Problem requirements
Skip the pictures and extract all of the lines exactly as written.
* Begin *
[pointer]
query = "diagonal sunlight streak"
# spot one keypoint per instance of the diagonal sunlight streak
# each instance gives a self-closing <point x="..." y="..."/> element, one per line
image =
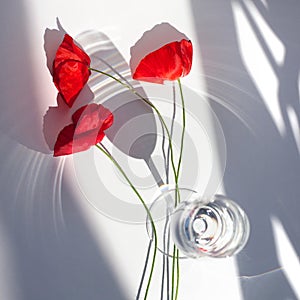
<point x="287" y="255"/>
<point x="258" y="65"/>
<point x="274" y="44"/>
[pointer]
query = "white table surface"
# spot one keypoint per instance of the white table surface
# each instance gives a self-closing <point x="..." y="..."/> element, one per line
<point x="55" y="245"/>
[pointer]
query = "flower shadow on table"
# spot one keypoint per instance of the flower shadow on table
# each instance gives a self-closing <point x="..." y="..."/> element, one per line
<point x="262" y="171"/>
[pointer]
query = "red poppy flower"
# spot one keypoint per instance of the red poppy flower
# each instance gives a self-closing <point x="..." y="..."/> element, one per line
<point x="70" y="70"/>
<point x="87" y="129"/>
<point x="170" y="62"/>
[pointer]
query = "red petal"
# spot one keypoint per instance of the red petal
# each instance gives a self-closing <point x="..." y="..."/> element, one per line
<point x="70" y="78"/>
<point x="70" y="70"/>
<point x="69" y="51"/>
<point x="169" y="62"/>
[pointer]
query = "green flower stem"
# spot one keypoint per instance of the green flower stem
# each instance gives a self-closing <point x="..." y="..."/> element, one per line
<point x="175" y="262"/>
<point x="103" y="150"/>
<point x="129" y="87"/>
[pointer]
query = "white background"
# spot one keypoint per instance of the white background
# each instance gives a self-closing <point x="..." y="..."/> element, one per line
<point x="55" y="245"/>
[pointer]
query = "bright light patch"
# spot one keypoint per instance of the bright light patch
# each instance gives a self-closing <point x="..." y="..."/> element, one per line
<point x="294" y="122"/>
<point x="258" y="65"/>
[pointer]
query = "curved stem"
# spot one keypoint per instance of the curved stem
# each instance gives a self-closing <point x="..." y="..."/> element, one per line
<point x="129" y="87"/>
<point x="105" y="151"/>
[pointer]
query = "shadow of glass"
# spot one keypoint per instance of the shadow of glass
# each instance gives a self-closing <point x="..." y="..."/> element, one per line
<point x="262" y="168"/>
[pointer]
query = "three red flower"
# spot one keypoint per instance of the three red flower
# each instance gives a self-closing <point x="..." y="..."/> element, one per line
<point x="71" y="72"/>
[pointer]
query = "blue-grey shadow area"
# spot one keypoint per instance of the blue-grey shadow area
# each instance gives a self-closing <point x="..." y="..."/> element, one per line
<point x="51" y="253"/>
<point x="263" y="167"/>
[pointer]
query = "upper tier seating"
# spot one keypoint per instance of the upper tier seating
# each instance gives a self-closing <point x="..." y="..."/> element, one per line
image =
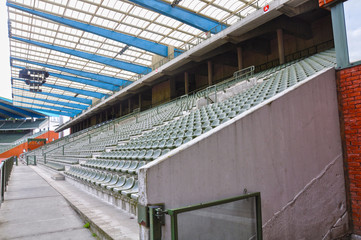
<point x="10" y="137"/>
<point x="20" y="124"/>
<point x="115" y="171"/>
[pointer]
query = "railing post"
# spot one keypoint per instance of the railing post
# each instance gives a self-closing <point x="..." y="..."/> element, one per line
<point x="156" y="220"/>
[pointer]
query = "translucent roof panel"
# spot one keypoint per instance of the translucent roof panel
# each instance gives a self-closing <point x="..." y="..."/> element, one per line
<point x="120" y="16"/>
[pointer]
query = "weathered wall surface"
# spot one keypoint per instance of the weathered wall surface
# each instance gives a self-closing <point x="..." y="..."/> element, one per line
<point x="349" y="88"/>
<point x="288" y="148"/>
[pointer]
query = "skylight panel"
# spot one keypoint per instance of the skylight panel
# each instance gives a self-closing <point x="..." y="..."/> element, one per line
<point x="172" y="23"/>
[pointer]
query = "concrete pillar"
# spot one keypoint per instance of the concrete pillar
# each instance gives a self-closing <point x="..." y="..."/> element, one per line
<point x="120" y="109"/>
<point x="240" y="57"/>
<point x="140" y="101"/>
<point x="281" y="49"/>
<point x="172" y="88"/>
<point x="186" y="82"/>
<point x="210" y="73"/>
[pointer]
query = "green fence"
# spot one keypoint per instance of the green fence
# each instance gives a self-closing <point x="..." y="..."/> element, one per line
<point x="6" y="167"/>
<point x="233" y="218"/>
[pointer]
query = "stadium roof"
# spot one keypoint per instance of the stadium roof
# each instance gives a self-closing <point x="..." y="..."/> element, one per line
<point x="8" y="110"/>
<point x="92" y="48"/>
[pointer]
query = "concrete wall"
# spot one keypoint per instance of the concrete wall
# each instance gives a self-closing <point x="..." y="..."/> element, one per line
<point x="288" y="148"/>
<point x="161" y="92"/>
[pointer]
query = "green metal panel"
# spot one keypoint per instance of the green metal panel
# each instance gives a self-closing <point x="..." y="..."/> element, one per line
<point x="339" y="34"/>
<point x="143" y="217"/>
<point x="173" y="213"/>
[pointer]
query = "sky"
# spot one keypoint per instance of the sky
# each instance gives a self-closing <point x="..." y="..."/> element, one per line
<point x="5" y="82"/>
<point x="353" y="28"/>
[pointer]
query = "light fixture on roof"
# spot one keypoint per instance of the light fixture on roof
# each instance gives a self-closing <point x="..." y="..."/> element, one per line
<point x="175" y="2"/>
<point x="123" y="50"/>
<point x="34" y="78"/>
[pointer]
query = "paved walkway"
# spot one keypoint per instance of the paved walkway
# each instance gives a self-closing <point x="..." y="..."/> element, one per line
<point x="35" y="210"/>
<point x="112" y="222"/>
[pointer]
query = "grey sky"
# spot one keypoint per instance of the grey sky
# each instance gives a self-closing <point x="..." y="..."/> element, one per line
<point x="353" y="27"/>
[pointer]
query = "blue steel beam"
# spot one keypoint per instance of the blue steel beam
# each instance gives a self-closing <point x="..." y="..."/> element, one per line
<point x="107" y="79"/>
<point x="72" y="105"/>
<point x="93" y="83"/>
<point x="74" y="99"/>
<point x="20" y="111"/>
<point x="69" y="110"/>
<point x="10" y="114"/>
<point x="131" y="67"/>
<point x="52" y="111"/>
<point x="182" y="15"/>
<point x="116" y="36"/>
<point x="69" y="89"/>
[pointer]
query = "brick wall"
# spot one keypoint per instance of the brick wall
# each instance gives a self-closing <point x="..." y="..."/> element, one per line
<point x="349" y="87"/>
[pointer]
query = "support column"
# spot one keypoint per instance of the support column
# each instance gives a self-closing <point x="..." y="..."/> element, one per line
<point x="120" y="109"/>
<point x="210" y="73"/>
<point x="186" y="82"/>
<point x="140" y="101"/>
<point x="281" y="49"/>
<point x="240" y="57"/>
<point x="172" y="88"/>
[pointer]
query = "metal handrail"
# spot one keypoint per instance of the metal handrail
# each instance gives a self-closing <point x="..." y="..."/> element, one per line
<point x="6" y="167"/>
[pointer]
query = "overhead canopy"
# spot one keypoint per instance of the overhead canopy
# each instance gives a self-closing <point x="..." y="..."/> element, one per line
<point x="8" y="110"/>
<point x="92" y="48"/>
* End *
Complete output
[pointer]
query = "diagonal sunlight streak"
# spot one keypoint per instance of the diagonal sunlight streak
# each instance gives a self-closing <point x="..." y="..."/> element, one per line
image =
<point x="287" y="255"/>
<point x="258" y="65"/>
<point x="274" y="44"/>
[pointer]
query = "white table surface"
# spot one keypoint per instance of the white table surface
# each instance gives a self-closing <point x="..." y="..."/> element, one per line
<point x="55" y="245"/>
[pointer]
query = "flower shadow on table"
# spot one keypoint per instance of the flower shadow on table
# each instance gives a self-closing <point x="..." y="..."/> element, one per line
<point x="262" y="171"/>
[pointer]
query = "red poppy flower"
# spot one keypoint per instance of the red poppy flower
# each instance gives a self-closing <point x="..." y="..."/> element, one per line
<point x="70" y="70"/>
<point x="87" y="129"/>
<point x="170" y="62"/>
[pointer]
query = "red petal"
# spot one keypoint per instance of the red petal
# each instance gives a self-closing <point x="..." y="..."/> element, one per line
<point x="70" y="78"/>
<point x="70" y="70"/>
<point x="69" y="51"/>
<point x="169" y="62"/>
[pointer]
query = "green flower stem"
# spot one keypoint per instance of the green flower stem
# each instance gives a self-closing <point x="..." y="..."/> element, one per line
<point x="175" y="262"/>
<point x="103" y="150"/>
<point x="129" y="87"/>
[pointer]
query = "white background"
# spot one keypoint per instance of the white background
# each instance gives a self-closing <point x="..." y="..."/> element, one per line
<point x="55" y="245"/>
[pointer]
query = "bright light patch"
# spot one keypoint per instance of the bright light patch
# each instance gives a self-closing <point x="..." y="..."/> element, one per line
<point x="294" y="122"/>
<point x="258" y="65"/>
[pointer]
query = "curved stem"
# spot one keypoint per instance of the curved stem
# each instance gives a self-closing <point x="..." y="..."/> element, one per line
<point x="129" y="87"/>
<point x="105" y="151"/>
[pointer]
query = "shadow of glass"
# spot one keypoint per instance of the shadow of glass
# each instance gives a self-closing <point x="..." y="..."/> element, one per line
<point x="262" y="168"/>
[pointer]
query = "three red flower"
# spot one keypoint per instance of the three red flower
# each instance gives a self-closing <point x="..." y="..."/> element, one per line
<point x="71" y="72"/>
[pointer]
query = "blue-grey shadow area"
# spot one keypoint per instance of the blue-grey shadow area
# each instance gives a self-closing <point x="..." y="..."/> element, one per line
<point x="51" y="253"/>
<point x="263" y="167"/>
[pointer]
query = "upper tier seating"
# spot one keypoint per instance of the upper tier seating
# each instance gives a self-closing <point x="..." y="..."/> element, one per line
image =
<point x="10" y="137"/>
<point x="20" y="124"/>
<point x="115" y="171"/>
[pointer]
query = "railing post"
# spot one keypoint per instance of the railing post
# each instance gives a self-closing <point x="..." y="..."/> element, one per line
<point x="156" y="220"/>
[pointer]
query = "translucent roof panel"
# spot one keypoint per instance of the translucent roof panel
# each instance gives a self-closing <point x="..." y="..."/> element, one per line
<point x="120" y="16"/>
[pointer]
query = "weathered wall surface"
# spot one keypoint per instance of the weathered wall surface
# each instance gives a self-closing <point x="..." y="..."/> element, one per line
<point x="349" y="88"/>
<point x="288" y="148"/>
[pointer]
query = "skylight panel"
# spot one keypoint per instance of the skylight panel
# each instance gives a self-closing <point x="..." y="..."/> element, one per line
<point x="172" y="23"/>
[pointer]
query = "concrete pillar"
# spot one keypoint per instance of the concrete pillar
# each instance gives a self-closing <point x="..." y="..."/> element, one per line
<point x="120" y="109"/>
<point x="240" y="57"/>
<point x="140" y="101"/>
<point x="281" y="49"/>
<point x="172" y="88"/>
<point x="186" y="82"/>
<point x="210" y="73"/>
[pointer]
query = "green fence"
# spot one keypoint per instance of the green fence
# each instance gives a self-closing <point x="..." y="..."/> element, one per line
<point x="6" y="167"/>
<point x="233" y="218"/>
[pointer]
query = "stadium roof"
# spot one keypoint per instance of the stadium roof
# each instance gives a self-closing <point x="..." y="..."/> element, one per line
<point x="8" y="110"/>
<point x="92" y="48"/>
[pointer]
query = "concrete wall"
# spot one keypoint per instance of the concrete wall
# each instance gives a self-closing <point x="..." y="..."/> element, one per line
<point x="288" y="148"/>
<point x="161" y="92"/>
[pointer]
query = "green metal panel"
# spot one keypoint per instance of the green metal panel
# each instance gives a self-closing <point x="..." y="..."/> element, one per line
<point x="339" y="34"/>
<point x="143" y="217"/>
<point x="173" y="213"/>
[pointer]
query = "sky"
# spot one keypoint per instance of the sky
# each instance gives a self-closing <point x="..." y="..."/> element, one per line
<point x="5" y="82"/>
<point x="353" y="28"/>
[pointer]
query = "light fixture on roof"
# spot one keypoint per instance of the light fixture on roof
# each instance gives a self-closing <point x="..." y="..."/> element, one per line
<point x="175" y="2"/>
<point x="123" y="50"/>
<point x="34" y="78"/>
[pointer]
query = "paved walkway"
# spot one keypoint per instance of the paved walkway
# each instance gives a self-closing <point x="..." y="..."/> element, one per line
<point x="35" y="210"/>
<point x="112" y="222"/>
[pointer]
query = "grey sky"
# spot one keypoint per instance of the grey sky
# each instance gives a self-closing <point x="..." y="..."/> element, one per line
<point x="353" y="27"/>
[pointer]
query = "blue steel beam"
# spot one keypoint per instance of the blue steel beam
# each instance gives a self-closing <point x="..." y="..."/> element, one per line
<point x="107" y="79"/>
<point x="72" y="105"/>
<point x="93" y="83"/>
<point x="74" y="99"/>
<point x="20" y="111"/>
<point x="69" y="110"/>
<point x="10" y="114"/>
<point x="131" y="67"/>
<point x="52" y="111"/>
<point x="182" y="15"/>
<point x="116" y="36"/>
<point x="69" y="89"/>
[pointer]
query = "brick wall"
# spot one keypoint per instance of the brick wall
# each instance gives a self-closing <point x="..." y="..."/> element, one per line
<point x="349" y="87"/>
[pointer]
query = "support column"
# spot one keypoint per instance of the support column
# each instance gives a self-closing <point x="..." y="..."/> element, one per line
<point x="120" y="109"/>
<point x="210" y="73"/>
<point x="186" y="82"/>
<point x="140" y="101"/>
<point x="281" y="49"/>
<point x="240" y="57"/>
<point x="172" y="88"/>
[pointer]
query = "metal handrail"
# spot one keypoint per instance of the metal handrail
# each instance gives a self-closing <point x="..." y="..."/> element, one per line
<point x="6" y="167"/>
[pointer]
query = "overhead canopy"
# spot one keypoint per instance of the overhead canopy
# each instance gives a self-closing <point x="..." y="..."/> element, one per line
<point x="8" y="110"/>
<point x="92" y="48"/>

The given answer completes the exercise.